[WORK TO COMPLETE]:
Print the range of lines that opens with the line containing "Phrase: green metal swing frame" and closes with the last line of the listing. Include both ends; print nothing more.

[[ MATERIAL PROVIDED open ]]

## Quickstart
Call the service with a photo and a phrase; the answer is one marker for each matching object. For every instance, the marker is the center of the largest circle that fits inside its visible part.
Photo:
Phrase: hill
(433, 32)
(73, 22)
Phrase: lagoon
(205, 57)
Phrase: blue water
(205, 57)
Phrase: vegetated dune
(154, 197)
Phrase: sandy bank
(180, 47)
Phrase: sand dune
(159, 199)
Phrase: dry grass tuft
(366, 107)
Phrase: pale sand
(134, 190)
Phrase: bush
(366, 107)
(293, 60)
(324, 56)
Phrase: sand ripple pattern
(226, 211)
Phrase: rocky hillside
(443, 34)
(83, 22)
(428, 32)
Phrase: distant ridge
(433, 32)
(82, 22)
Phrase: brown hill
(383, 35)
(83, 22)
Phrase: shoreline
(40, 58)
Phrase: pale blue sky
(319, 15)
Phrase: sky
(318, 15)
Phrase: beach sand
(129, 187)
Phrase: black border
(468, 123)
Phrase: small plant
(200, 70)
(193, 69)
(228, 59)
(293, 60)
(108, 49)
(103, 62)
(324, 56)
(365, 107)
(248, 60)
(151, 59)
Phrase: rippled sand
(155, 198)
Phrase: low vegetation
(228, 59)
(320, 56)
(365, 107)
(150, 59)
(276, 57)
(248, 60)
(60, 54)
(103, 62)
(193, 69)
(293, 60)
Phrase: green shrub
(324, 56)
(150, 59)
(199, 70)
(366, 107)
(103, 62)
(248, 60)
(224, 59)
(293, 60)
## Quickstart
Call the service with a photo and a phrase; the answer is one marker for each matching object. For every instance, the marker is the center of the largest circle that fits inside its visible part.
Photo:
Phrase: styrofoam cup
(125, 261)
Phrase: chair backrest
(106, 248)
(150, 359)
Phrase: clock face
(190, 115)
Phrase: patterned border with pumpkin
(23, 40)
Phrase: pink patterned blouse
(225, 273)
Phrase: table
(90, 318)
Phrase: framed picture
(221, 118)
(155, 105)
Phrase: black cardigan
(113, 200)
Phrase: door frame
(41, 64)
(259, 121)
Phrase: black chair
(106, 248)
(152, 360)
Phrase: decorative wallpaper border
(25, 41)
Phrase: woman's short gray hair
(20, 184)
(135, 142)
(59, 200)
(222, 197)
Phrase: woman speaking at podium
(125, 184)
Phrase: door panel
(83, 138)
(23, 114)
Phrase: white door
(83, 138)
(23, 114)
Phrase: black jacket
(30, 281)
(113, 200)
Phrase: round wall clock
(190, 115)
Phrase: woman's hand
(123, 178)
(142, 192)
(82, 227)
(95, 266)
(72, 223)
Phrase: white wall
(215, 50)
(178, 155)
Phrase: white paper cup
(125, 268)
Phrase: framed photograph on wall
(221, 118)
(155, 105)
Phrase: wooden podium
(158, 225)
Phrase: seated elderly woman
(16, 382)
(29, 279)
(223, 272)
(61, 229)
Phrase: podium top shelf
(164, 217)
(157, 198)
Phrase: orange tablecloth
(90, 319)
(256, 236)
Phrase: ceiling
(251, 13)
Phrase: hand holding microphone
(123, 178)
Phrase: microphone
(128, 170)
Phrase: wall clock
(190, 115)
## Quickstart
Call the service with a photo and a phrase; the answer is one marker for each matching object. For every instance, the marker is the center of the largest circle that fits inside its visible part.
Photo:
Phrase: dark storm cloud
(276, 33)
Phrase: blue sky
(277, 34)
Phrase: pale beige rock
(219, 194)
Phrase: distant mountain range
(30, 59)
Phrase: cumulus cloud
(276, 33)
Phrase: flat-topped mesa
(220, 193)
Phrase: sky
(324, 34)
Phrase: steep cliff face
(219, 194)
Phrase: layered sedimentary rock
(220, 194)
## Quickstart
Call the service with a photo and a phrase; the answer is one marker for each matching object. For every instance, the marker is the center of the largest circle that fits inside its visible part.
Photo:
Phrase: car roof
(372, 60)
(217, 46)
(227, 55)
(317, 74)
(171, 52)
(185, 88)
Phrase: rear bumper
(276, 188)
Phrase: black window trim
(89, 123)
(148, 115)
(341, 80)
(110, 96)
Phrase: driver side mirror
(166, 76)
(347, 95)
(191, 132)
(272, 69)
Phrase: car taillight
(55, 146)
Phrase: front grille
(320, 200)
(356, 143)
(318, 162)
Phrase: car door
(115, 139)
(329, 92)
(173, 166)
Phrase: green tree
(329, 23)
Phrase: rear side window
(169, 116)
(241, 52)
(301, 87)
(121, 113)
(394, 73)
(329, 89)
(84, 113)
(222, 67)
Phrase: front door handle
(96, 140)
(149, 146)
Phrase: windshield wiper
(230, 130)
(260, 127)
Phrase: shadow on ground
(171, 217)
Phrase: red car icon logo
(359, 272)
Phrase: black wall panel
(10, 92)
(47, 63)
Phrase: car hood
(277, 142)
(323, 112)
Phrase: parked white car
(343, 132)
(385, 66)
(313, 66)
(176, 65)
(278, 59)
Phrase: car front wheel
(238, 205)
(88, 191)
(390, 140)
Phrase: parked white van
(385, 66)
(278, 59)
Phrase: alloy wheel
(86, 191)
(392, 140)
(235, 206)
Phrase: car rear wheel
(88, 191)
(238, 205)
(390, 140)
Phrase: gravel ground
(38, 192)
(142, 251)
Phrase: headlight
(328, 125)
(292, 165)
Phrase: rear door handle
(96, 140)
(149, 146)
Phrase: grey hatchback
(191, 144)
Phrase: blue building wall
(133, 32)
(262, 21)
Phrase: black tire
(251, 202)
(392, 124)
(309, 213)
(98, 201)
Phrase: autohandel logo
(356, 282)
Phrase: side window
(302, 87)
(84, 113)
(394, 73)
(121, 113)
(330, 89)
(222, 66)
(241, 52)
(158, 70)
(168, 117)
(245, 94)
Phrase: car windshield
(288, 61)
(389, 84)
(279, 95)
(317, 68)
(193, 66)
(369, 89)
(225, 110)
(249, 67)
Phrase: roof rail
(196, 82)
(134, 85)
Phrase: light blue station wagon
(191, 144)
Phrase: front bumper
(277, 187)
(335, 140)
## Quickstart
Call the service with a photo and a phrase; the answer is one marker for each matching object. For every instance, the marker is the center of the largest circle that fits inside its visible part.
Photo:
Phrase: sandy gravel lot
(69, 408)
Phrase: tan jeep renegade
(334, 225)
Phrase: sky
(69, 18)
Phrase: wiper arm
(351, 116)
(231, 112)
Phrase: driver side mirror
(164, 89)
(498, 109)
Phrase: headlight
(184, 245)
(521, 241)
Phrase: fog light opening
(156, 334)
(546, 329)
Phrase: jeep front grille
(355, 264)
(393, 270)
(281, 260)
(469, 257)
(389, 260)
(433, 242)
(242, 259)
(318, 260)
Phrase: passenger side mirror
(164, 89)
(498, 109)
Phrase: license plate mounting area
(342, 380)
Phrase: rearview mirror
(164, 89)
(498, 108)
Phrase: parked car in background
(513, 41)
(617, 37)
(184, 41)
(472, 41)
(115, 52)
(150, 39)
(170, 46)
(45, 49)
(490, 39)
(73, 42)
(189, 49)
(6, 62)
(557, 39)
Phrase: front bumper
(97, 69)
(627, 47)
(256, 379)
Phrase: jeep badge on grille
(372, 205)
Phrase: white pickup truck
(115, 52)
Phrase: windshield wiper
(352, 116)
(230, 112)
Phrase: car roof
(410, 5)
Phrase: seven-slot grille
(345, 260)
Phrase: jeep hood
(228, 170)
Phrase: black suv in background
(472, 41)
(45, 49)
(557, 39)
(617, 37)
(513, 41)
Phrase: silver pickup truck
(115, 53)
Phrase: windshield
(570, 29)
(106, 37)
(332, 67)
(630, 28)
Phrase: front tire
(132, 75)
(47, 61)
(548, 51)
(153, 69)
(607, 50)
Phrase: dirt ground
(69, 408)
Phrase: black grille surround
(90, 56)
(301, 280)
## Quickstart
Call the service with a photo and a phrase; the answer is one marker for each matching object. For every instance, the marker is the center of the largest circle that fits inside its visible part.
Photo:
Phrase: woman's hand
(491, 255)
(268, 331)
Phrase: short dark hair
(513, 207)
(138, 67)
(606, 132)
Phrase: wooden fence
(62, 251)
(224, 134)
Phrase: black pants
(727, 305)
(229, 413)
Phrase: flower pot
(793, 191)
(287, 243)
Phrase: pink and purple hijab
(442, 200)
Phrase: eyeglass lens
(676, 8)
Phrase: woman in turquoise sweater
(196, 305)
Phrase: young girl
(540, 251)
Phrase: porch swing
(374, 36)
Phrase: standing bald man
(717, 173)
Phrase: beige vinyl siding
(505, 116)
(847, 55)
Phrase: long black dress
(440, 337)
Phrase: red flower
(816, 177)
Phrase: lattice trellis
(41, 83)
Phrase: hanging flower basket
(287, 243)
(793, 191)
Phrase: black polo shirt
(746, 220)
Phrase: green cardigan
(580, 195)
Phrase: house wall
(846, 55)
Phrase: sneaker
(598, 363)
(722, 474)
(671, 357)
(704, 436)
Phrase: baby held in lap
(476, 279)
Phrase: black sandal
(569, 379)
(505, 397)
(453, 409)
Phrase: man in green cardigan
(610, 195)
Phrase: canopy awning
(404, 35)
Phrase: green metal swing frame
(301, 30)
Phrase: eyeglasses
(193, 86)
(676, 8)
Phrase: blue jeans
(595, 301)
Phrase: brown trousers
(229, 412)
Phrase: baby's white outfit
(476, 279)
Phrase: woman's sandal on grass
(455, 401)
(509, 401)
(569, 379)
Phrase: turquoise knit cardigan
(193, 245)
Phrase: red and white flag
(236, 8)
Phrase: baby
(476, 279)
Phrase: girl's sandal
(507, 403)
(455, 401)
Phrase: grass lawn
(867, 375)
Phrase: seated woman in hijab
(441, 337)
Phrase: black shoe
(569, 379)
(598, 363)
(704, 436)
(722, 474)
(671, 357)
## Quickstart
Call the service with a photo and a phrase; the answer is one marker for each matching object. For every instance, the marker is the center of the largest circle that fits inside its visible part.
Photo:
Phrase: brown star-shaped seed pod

[[ MATERIAL PROVIDED closed ]]

[ANSWER FOR THIS EXERCISE]:
Phrase: green metal swing frame
(301, 30)
Phrase: eyeglasses
(193, 86)
(676, 8)
Phrase: blue jeans
(595, 301)
Phrase: brown trousers
(229, 412)
Phrase: baby's white outfit
(476, 279)
Phrase: woman's sandal on grass
(455, 401)
(509, 401)
(569, 379)
Phrase: turquoise knit cardigan
(193, 245)
Phrase: red and white flag
(236, 8)
Phrase: baby
(476, 279)
Phrase: girl's sandal
(507, 403)
(455, 401)
Phrase: grass lawn
(867, 375)
Phrase: seated woman in hijab
(441, 337)
Phrase: black shoe
(569, 379)
(598, 363)
(704, 436)
(722, 474)
(671, 357)
## Quickstart
Call the service with a photo and a phrase; the answer is one marker for each matching object. For every instance, the marker is the center of the largest circle that fits inside its visible part.
Photo:
Phrase: brown star-shaped seed pod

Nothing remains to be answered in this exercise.